What to work on =>
Convert the listing below into a JSON list of strings, one string per line, skipping blank lines and leaving the pictures out.

** BEGIN Excerpted records **

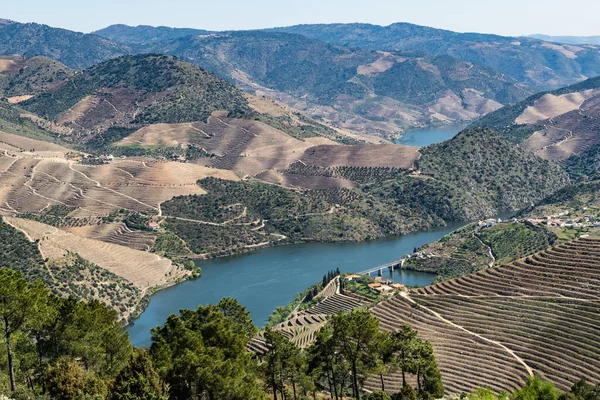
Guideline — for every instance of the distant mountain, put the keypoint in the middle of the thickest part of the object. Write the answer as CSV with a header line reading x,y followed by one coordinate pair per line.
x,y
132,91
377,92
145,34
76,50
21,78
595,40
555,125
535,63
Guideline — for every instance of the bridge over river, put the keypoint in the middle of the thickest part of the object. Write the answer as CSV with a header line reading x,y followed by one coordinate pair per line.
x,y
379,269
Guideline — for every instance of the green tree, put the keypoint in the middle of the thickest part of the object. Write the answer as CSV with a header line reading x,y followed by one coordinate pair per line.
x,y
283,364
536,389
202,354
326,364
20,304
66,379
357,337
138,380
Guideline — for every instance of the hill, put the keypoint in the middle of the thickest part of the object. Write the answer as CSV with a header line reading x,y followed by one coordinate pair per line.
x,y
474,247
22,78
478,174
145,34
595,40
132,91
537,315
76,50
541,65
369,91
555,125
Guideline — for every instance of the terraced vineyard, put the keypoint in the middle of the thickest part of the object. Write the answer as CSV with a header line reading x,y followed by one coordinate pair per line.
x,y
302,327
499,325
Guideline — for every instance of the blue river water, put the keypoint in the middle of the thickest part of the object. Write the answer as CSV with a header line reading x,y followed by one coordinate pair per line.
x,y
427,136
274,276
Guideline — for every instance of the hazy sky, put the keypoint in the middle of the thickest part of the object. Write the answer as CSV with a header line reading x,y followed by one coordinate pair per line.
x,y
506,17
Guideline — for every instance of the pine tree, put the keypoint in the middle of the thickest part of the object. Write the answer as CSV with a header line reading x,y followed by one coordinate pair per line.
x,y
139,380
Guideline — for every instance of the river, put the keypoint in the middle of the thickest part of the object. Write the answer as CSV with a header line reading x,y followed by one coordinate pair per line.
x,y
274,276
427,136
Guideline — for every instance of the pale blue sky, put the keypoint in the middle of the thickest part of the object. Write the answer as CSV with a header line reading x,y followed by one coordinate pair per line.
x,y
506,17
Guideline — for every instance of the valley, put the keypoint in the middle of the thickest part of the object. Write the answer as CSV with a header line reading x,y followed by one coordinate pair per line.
x,y
166,191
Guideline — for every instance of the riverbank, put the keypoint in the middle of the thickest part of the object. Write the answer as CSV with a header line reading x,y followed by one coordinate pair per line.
x,y
422,137
274,276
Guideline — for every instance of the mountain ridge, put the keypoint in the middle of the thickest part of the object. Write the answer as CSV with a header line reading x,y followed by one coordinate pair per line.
x,y
525,59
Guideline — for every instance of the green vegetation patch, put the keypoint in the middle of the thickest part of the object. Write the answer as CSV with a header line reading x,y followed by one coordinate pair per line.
x,y
467,249
516,240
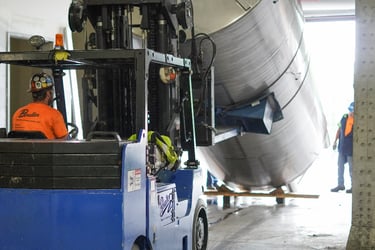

** END Excerpted records **

Answer to this problem =>
[
  "Guideline — for every instance of the distant mountain, put the keypoint in the middle of the thickest part of the object. Write the answer as CSV with a header line reading x,y followed by one coordinate pair per line.",
  "x,y",
  "132,91",
  "377,92",
  "145,34",
  "76,50",
  "21,78",
  "595,40",
  "555,125",
  "535,63",
  "Guideline — for every instance of the bridge over river, put the keypoint in the middle of the thickest part of the object. Write the answer as CSV with a header line reading x,y followed by one coordinate pair per line.",
  "x,y",
  "379,269",
  "Guideline — for every instance of the green tree, put the keypoint in the middle of the thickest part of the object. Write the answer as CSV with a header line reading x,y followed by one coordinate pair per line.",
  "x,y",
  "283,364",
  "536,389",
  "202,354",
  "326,364",
  "20,304",
  "66,379",
  "357,337",
  "138,380",
  "Guideline — for every instance of the hill, put the keypoint in the middle of the thickest part of the object. Write the answer as CSV with a header line reading x,y followed by one coordinate pair per line.",
  "x,y",
  "474,247",
  "22,78",
  "478,174",
  "145,34",
  "595,40",
  "132,91",
  "537,315",
  "76,50",
  "541,65",
  "369,91",
  "555,125",
  "Guideline — for every instance of the terraced vineyard, put the keypoint in the middle of the thickest part of the object. Write the answer as CSV with a header line reading x,y followed by one coordinate pair per line.",
  "x,y",
  "302,327",
  "499,325",
  "Guideline — for every instance of the blue river water, put the keypoint in the middle of the thickest part of the object. Write the answer as CSV with a header line reading x,y followed by one coordinate pair per line.",
  "x,y",
  "427,136",
  "274,276",
  "Guideline — for every instance of the hazy sky, put the keypoint in the middle of the thickest part of the object. Write the answer as CSV with a header line reading x,y followed by one coordinate pair per line.",
  "x,y",
  "506,17",
  "Guideline — for every instance of the pine tree, put the keypoint in the middle of the thickest part of the object. Write the answer as CSV with a header line reading x,y followed by one coordinate pair per line.",
  "x,y",
  "139,380",
  "Guideline — for every instance of the river, put the keypoint in the middle of the thickest part of the object. Write the answer as CSV with a header line reading x,y followed by one coordinate pair per line.",
  "x,y",
  "274,276",
  "427,136",
  "Guideline — for every instance of the pale blue sky, put the keypoint in the middle of the thickest part of the object. Write the answer as CSV with a header line reading x,y followed by one coordinate pair per line.",
  "x,y",
  "506,17",
  "Guideline — for every instance of the valley, put the keypoint in the middle of the thickest part of the object. Write the answer as CSV with a header line reading x,y followed by one coordinate pair per line.",
  "x,y",
  "166,191",
  "Guideline — for every instance of the riverbank, put the keypoint in the middle of the thickest part of the object. Write the answer as CSV with a header line reading x,y followed by one coordinate pair per line.",
  "x,y",
  "422,137",
  "274,276",
  "Guideline — for every instance of the mountain ridge, put the keypoint in the middle of the thickest part of the object. Write the answer as CSV with a header line reading x,y followed by one coordinate pair per line.",
  "x,y",
  "525,59",
  "Guideline — for every instance of the green vegetation patch, put the keypoint in the middle of the thickest part of the object. Write the answer as CSV with a header line reading x,y followed by one coordinate pair per line.",
  "x,y",
  "467,249",
  "516,240"
]